* [Directions] Continue the forum recollections of Townhill Park House, picking up after their final sentence.

* [Reading passage]
───

I remember lots of names, Bill Byers, Bruce Forsythe, (not the original), Mike Moran, Mike Bunn, Geoff Coull, Malc Coleman, Tim Ford, Phil Babbington, Nick Chell, Peter('Jed the Ted')Nash the goes on and on...

Long ago but great times.....


----------



## peterford

*Townhill Park House (TPH)*

I was there, too - in the glorious mid '70 from '74-'75 for Phase 1 in TPH commuting daily (and 2 evenings) by bus down that long drive. Knocker Norris and his smoky ways in an old mini cooper that could be smelt before seen. Someone like that would never get a job with youngsters these days – hopefully. 
There was Paddy (from Fyffes) who was great at ‘swimming’ in one spot in one breath at the shallow end. There was boat handling every other week alternating with tests on Monday afternoons. Always seemed to be rotten weather so we had to sand some large boat someone was making and used us as slave labour. I complained once and was reported for it – apparently.

───

* [Entries provided]
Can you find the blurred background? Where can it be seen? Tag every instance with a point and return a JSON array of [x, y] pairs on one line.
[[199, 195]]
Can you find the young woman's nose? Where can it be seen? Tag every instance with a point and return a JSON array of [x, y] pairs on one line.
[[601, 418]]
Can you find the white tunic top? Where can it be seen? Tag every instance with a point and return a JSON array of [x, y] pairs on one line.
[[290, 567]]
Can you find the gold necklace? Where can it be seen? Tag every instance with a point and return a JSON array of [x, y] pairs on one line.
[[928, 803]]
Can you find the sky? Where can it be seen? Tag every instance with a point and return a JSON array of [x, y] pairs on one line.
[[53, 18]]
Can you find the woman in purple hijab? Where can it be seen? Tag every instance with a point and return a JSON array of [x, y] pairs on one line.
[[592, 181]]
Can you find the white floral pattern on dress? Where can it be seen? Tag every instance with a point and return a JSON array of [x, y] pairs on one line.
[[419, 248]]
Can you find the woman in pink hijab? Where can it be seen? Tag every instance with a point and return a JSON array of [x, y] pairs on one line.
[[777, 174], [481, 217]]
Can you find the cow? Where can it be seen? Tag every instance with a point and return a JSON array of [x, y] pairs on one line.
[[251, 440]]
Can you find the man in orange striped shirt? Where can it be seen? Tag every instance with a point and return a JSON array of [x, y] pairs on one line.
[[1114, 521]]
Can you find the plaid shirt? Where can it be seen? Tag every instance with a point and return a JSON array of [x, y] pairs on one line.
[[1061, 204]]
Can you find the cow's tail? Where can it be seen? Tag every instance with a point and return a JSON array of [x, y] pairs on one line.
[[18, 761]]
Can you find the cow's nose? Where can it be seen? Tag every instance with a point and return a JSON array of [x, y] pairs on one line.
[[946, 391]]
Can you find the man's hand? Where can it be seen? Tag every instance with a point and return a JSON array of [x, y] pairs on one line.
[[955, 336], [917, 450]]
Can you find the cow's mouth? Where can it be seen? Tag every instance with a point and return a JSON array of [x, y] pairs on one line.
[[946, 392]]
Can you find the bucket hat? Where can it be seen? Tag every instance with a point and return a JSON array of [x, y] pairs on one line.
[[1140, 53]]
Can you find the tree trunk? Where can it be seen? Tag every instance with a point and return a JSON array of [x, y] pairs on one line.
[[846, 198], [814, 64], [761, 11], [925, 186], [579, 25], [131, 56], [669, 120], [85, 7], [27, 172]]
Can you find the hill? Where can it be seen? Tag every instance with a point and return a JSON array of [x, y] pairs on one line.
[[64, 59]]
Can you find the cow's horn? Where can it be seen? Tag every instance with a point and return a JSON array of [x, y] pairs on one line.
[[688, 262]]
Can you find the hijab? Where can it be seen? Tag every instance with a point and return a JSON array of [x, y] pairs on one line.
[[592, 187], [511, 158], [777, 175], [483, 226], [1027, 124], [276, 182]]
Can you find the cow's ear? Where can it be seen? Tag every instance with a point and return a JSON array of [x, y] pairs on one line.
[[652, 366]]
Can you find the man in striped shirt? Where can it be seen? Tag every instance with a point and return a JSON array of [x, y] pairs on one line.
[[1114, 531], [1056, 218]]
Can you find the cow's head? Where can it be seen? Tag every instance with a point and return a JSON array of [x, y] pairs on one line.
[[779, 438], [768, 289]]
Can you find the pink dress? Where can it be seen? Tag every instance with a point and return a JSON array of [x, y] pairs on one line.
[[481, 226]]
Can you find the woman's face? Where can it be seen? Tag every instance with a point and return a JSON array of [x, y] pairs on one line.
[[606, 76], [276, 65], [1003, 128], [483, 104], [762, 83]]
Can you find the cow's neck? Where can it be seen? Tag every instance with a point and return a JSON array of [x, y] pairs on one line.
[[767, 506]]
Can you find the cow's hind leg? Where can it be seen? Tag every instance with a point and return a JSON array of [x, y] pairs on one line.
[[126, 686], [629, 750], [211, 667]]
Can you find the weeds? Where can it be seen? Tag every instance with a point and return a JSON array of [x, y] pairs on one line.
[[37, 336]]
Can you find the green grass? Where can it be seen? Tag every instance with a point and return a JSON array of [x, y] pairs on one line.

───

* [Final result]
Only just be told of this web site by Les Dobson (thanks)and it certainly brings the memories back. I was with P&0 in the infamous corner dorm room with en-suite facilities (just what P&O people deserve!). Did we get some stick or what.... Other P&O names from that year were Dave Simons, Tony Toledo, Karl Rotchell, Phill Chapallaz and Gerry Fenwick. 
Had some contact with Phil, Gerry & Tony, i.e. the odd e-mail. Phil, who married in secret whilst in Phase 3, has recently got married again (i.e. May 2010). He has lived in Aussie (Melbourne) for many years. Tony also lives in Melbourne but didn’t know Phil was there till a few months ago. Gerry lives in Barahain with a MSc and PhD. I’m in Dartford, UK with a BSc – what did I do wrong!
I’m told (by Les) that Dave is also in the UK; but whatever happened to Karl? I sailed with him in about 1982 on the cruise ship MV Sea Princess but after that ……….. Anyone heard from/of him?
For the record (if anyone is interested), I now work for GSK as a Project Manager / Technical Engineering role – till Xmas (2010) when I will be made redundant.


----------



## Ian J. Huckin

DaveO said:


> I was a BP Cadet at Southampton from 1975 to 1977 but because there were so many cadets about 2 dozen of us stayed in the Toc H hostel Talbot House in the centre of Southampton. Can't believe the quantity of beer we consumed.
> I remeber Val Parsons, a brilliant lecturer and also Tom Poore but can't remember the others.
> Happy days !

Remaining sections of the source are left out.